● **SUPPLIED PASSAGE**:
Today, January 10th, marks the third anniversary of the death of David Bowie.
Everyone who mourned his passing did so in their own way, but when it comes to Kelsey Waters, her grief took on a life of its own. "We wrote this song just a few days after Bowie passed," she says of her single "I Pour." "There's something about losing an icon like that. It really hits you." The song chronicles a multitude of sorrows, but with a chorus line that keeps coming back to the deceased rock deity. It's been available to stream for several months now and gathered some acclaim, but today's drop of the video (exclusive to PopDust) provides an easy opportunity to jump on the bandwagon and get to know Ms. Waters before the world starts talking about her.
The strings of a guitar loaded with 60s surf sound are shucked as a drum kick starts the engine on the track. Retro, Animals-style organ fills in the sound. Waters' sultry voice warms the song and spreads her woes on the ground. She tells a story of heartbreak, both romantic and cosmic, all of this melancholy inciting her to drink. She talks about turning a shot glass gold and gripes about life decisions. Bigger, growling guitars build the sound up and up, and she pounds away at her mantra, sinking shot after shot. She mourns her former lover, her bed, Ziggy Stardust, and wishes she'd moved to LA. Rain pours over her, so she pours back; it's a simple but effective sentiment. Upon finishing the song, it begs a second listen. Then a third. Then a fourth.

● **MATERIAL**:
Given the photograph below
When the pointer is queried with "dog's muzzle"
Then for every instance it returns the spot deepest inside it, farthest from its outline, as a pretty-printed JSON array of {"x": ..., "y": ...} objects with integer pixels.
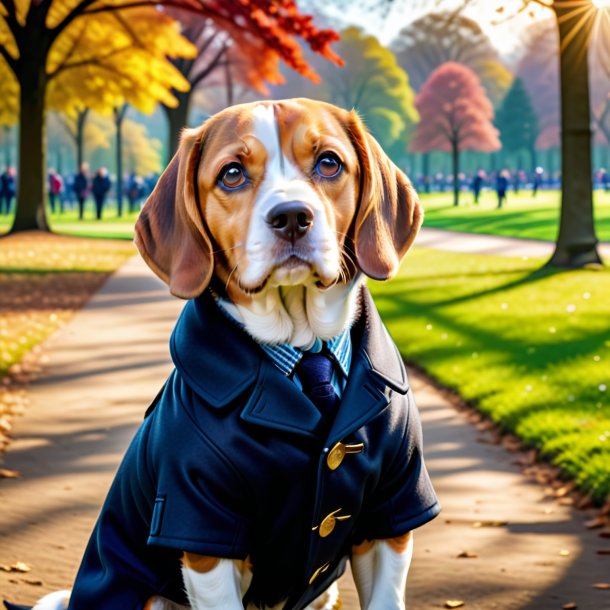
[{"x": 290, "y": 220}]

● **WHAT IS BEING ASKED**:
Copy word for word the stretch of the review of "I Pour" from "The strings of" through "Then a fourth.".

● **ANSWER TO THE TASK**:
The strings of a guitar loaded with 60s surf sound are shucked as a drum kick starts the engine on the track. Retro, Animals-style organ fills in the sound. Waters' sultry voice warms the song and spreads her woes on the ground. She tells a story of heartbreak, both romantic and cosmic, all of this melancholy inciting her to drink. She talks about turning a shot glass gold and gripes about life decisions. Bigger, growling guitars build the sound up and up, and she pounds away at her mantra, sinking shot after shot. She mourns her former lover, her bed, Ziggy Stardust, and wishes she'd moved to LA. Rain pours over her, so she pours back; it's a simple but effective sentiment. Upon finishing the song, it begs a second listen. Then a third. Then a fourth.